◆ **Instruction**:
Copy out the part of the rows below that opens with the line containing "Each returned point MUST lie on the matching green" and runs through the end of the rows, requests included. Rescale every coordinate in the answers by multiplying it by 1.35 and rounding to a whole number, with halves rounded up.
**** The input
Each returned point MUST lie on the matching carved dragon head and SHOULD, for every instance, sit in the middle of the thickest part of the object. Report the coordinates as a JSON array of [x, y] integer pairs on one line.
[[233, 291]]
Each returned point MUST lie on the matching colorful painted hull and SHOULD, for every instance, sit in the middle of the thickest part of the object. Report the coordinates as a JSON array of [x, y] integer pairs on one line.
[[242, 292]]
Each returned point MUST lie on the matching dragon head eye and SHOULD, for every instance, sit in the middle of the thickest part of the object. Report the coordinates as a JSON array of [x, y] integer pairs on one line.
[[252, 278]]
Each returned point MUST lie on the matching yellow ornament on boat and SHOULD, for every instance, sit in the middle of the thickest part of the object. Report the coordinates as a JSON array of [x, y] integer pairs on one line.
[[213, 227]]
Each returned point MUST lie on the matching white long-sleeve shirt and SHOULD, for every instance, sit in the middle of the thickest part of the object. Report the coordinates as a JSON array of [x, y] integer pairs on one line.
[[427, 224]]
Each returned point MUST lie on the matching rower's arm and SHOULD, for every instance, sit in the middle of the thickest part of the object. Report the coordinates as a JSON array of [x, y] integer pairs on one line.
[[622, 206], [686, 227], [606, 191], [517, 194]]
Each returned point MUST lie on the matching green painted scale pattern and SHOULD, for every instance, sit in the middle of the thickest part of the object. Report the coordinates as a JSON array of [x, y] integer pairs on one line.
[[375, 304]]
********
◆ **Answer to this problem**:
Each returned point MUST lie on the matching green painted scale pattern and SHOULD, for every instance, sit in the middle of the thickest part of the object. Report the coordinates as a JSON array of [x, y] integer pairs on one line.
[[506, 410]]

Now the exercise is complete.